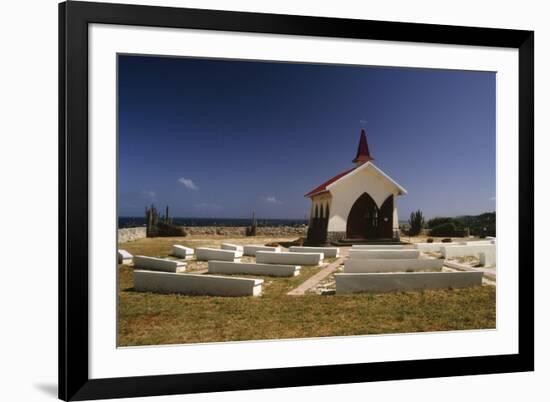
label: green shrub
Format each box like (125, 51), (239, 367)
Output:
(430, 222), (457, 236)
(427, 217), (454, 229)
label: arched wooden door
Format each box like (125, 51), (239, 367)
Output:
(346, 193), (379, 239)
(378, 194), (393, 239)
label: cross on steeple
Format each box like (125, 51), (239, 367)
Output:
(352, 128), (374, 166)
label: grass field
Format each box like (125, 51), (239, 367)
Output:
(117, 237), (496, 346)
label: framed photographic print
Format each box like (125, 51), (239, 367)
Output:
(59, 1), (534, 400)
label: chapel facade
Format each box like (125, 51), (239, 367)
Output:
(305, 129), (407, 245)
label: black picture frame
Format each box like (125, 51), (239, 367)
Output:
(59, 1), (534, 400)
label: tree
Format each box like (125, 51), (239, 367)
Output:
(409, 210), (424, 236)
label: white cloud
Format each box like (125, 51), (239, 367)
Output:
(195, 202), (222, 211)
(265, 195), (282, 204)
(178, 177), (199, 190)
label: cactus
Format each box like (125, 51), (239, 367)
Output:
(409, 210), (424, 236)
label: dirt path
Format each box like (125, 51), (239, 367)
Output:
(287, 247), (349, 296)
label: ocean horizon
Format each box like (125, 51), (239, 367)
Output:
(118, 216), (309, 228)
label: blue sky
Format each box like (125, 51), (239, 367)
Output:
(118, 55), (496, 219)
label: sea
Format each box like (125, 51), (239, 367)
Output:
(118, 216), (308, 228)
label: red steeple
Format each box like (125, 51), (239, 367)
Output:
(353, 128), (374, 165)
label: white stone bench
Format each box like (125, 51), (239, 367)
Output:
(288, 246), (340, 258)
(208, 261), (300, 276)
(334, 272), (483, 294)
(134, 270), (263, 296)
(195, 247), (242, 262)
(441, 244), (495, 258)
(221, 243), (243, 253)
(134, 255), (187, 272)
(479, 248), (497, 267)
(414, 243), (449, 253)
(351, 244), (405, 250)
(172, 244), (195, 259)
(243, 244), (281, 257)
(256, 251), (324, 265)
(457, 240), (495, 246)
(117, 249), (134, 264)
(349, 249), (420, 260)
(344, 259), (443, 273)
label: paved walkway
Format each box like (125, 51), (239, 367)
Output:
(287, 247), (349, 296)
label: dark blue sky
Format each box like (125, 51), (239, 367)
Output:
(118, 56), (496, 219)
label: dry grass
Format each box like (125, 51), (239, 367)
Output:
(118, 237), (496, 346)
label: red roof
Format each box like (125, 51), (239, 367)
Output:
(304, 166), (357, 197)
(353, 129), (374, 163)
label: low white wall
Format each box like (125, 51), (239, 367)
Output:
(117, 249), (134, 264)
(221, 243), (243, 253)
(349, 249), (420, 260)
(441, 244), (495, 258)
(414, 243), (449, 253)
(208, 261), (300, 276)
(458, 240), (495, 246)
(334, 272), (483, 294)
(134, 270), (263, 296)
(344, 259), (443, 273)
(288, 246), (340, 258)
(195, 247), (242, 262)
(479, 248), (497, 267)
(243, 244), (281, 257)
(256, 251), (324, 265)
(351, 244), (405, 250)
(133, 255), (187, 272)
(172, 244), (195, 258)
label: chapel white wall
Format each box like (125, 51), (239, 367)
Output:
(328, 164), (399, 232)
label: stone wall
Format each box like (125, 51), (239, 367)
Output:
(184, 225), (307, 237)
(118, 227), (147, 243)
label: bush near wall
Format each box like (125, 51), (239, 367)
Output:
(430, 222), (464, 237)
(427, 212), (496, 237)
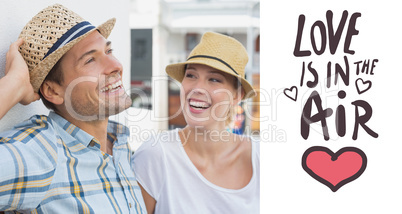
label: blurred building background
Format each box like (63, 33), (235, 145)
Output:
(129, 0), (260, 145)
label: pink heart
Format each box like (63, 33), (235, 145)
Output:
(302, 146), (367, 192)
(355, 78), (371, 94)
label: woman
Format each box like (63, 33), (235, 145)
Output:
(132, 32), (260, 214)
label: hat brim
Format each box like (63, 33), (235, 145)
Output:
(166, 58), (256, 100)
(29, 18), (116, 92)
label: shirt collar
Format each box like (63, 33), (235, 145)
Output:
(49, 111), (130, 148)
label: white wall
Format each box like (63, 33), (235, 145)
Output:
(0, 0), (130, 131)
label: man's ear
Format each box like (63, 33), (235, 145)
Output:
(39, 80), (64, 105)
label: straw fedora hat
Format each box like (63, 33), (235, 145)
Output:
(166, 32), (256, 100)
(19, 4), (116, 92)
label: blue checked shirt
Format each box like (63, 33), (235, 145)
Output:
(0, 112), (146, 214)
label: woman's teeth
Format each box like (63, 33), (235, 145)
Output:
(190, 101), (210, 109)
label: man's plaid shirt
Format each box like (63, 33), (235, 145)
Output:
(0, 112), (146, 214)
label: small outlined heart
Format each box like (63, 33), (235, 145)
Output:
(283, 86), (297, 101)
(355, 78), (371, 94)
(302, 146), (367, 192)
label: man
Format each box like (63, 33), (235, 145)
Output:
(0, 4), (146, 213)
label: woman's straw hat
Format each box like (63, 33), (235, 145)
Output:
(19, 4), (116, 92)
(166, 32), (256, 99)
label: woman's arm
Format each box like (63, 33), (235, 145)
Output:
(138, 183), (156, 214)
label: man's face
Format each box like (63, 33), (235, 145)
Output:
◇ ◇ ◇
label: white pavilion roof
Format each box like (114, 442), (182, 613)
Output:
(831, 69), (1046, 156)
◇ ◇ ◇
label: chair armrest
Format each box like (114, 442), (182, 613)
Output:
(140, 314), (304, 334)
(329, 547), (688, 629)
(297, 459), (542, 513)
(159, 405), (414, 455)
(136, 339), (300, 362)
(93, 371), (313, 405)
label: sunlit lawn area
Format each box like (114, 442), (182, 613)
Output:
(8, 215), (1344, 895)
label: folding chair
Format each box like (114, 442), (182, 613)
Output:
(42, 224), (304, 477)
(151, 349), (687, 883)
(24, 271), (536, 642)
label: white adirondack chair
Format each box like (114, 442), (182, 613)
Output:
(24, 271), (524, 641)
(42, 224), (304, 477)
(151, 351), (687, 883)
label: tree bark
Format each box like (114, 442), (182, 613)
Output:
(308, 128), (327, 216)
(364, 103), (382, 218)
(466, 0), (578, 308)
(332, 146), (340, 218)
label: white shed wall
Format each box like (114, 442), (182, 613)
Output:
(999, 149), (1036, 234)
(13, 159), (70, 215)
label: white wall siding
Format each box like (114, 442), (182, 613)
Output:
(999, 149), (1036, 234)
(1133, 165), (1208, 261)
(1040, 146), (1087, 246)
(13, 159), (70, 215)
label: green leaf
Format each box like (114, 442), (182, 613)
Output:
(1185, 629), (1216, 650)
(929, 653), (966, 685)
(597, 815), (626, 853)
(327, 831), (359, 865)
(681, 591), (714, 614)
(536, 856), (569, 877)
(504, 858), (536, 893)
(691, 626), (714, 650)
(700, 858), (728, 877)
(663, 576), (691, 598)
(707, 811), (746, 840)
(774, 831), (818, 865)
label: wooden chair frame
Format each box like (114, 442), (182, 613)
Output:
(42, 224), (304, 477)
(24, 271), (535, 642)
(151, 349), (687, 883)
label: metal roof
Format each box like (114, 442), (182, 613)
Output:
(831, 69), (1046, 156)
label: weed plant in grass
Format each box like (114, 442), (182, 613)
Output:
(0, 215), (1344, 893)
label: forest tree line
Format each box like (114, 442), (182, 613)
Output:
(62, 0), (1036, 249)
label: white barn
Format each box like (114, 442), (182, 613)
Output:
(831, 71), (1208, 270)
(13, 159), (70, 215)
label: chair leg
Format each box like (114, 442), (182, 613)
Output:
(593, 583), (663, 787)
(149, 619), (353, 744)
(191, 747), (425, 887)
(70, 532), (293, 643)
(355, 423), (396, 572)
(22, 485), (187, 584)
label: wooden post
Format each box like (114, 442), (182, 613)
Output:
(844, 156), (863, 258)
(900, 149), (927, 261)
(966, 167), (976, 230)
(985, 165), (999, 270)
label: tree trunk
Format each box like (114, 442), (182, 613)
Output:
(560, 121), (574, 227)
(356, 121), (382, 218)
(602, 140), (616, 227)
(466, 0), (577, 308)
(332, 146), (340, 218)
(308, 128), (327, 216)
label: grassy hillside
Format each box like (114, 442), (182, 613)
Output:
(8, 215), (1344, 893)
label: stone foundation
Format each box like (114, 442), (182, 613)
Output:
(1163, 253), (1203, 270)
◇ ◇ ◇
Print the listing lines from the one containing "label: cactus" to the one containing "(353, 128), (374, 165)", both included, copying each line exactly.

label: cactus
Format each box like (125, 51), (239, 367)
Output:
(409, 210), (424, 236)
label: dirt path
Format each box like (125, 51), (239, 367)
Output:
(287, 247), (349, 296)
label: ocean horizon
Format each box like (125, 51), (239, 367)
Output:
(118, 216), (309, 228)
label: blue sky
Format each box like (125, 51), (239, 367)
Output:
(118, 55), (496, 219)
label: sea
Format each box like (125, 51), (239, 367)
Output:
(118, 216), (308, 228)
label: red steeple
Format each box like (125, 51), (239, 367)
Output:
(353, 128), (374, 165)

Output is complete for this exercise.